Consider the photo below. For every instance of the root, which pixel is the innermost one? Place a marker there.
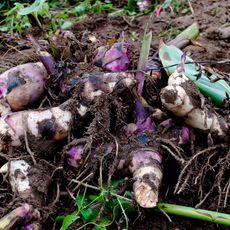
(196, 169)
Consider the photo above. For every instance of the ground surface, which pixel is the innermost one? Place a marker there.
(210, 15)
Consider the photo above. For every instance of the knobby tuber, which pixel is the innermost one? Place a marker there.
(26, 213)
(19, 181)
(55, 123)
(147, 173)
(114, 59)
(21, 85)
(182, 97)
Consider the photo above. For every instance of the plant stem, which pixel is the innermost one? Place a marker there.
(200, 214)
(98, 189)
(143, 59)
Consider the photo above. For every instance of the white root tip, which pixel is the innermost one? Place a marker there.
(148, 180)
(19, 180)
(144, 195)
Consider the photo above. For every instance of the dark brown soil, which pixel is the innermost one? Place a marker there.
(51, 176)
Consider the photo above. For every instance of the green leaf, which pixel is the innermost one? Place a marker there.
(68, 220)
(99, 228)
(89, 215)
(81, 201)
(104, 222)
(35, 7)
(4, 28)
(66, 25)
(170, 55)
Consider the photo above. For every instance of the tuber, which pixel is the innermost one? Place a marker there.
(53, 124)
(147, 173)
(182, 97)
(21, 85)
(19, 181)
(114, 59)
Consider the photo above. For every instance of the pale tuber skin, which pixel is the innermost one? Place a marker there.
(21, 85)
(147, 173)
(53, 124)
(25, 213)
(177, 98)
(19, 181)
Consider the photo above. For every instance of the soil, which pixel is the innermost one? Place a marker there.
(110, 112)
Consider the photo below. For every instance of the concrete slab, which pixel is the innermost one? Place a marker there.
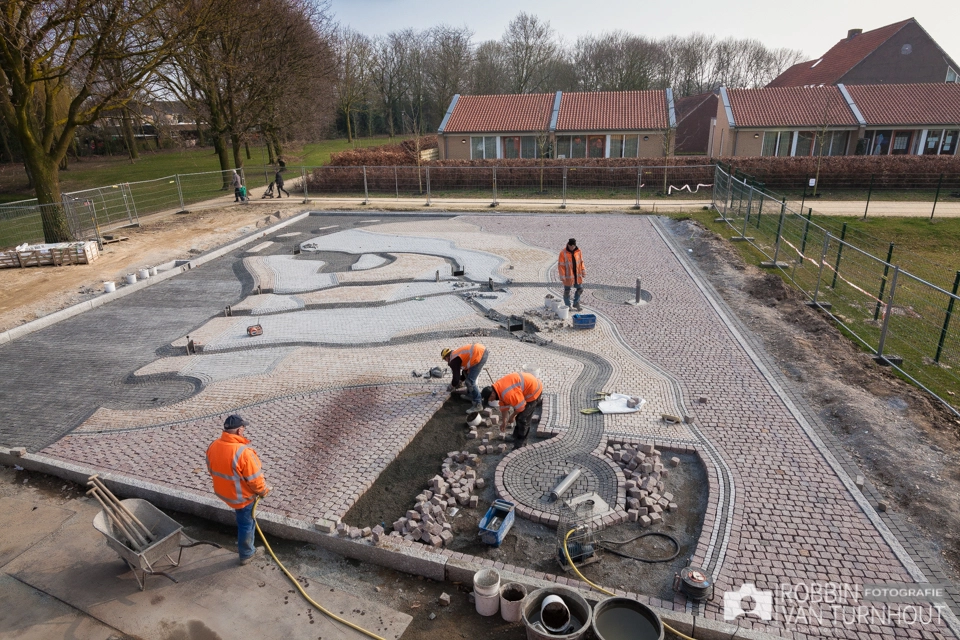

━━━

Format every line above as a numbered list, omitting blank lines and leaving the pictures out.

1. Consider the photo below. For every instance of the root, which pixel is the innermost one? Place a marker there.
2. (196, 169)
3. Consider the photo above. For every instance of the ground surface, which pixel is the innermost one? Place a marker there.
4. (210, 15)
5. Consider the photo above. For every instance of the knobby tuber, which pixel is the innermost one? Place a marker there.
6. (26, 213)
7. (19, 181)
8. (55, 123)
9. (147, 173)
10. (114, 59)
11. (21, 85)
12. (182, 97)
13. Consider the photo above. For every instance of the plant stem, which pixel is the innermost one? Place a marker there.
14. (200, 214)
15. (98, 189)
16. (143, 59)
17. Consider the photo above. For every instance of the white root tip, which pixel is the innermost one? Place a marker there.
18. (148, 180)
19. (19, 180)
20. (144, 195)
21. Consider the photo above. For every instance of the dark brown soil, which pixel is the innermost one? Place a marker there.
22. (51, 176)
23. Consider the photo above. For every instance of the green leaf, which pixel is the innermost one? Place a marker there.
24. (68, 220)
25. (99, 228)
26. (89, 215)
27. (81, 201)
28. (104, 222)
29. (35, 7)
30. (4, 28)
31. (66, 25)
32. (170, 55)
33. Consider the photo above. For every instance of the tuber, which pixel is the innermost one? Place a marker there.
34. (53, 124)
35. (147, 173)
36. (182, 97)
37. (21, 85)
38. (19, 181)
39. (114, 59)
40. Consider the photo above. For every instance of the pale tuber skin, which pixel is the innermost one? Place a marker there.
41. (21, 85)
42. (147, 173)
43. (53, 124)
44. (25, 213)
45. (177, 98)
46. (19, 181)
47. Consider the photo above. For every instance of the soil, which pixel is the innermost one? Place a marker there.
48. (110, 112)
49. Consider the photo below. For every instance of the concrete slab, which pixel is the innermost one? Place a marker there.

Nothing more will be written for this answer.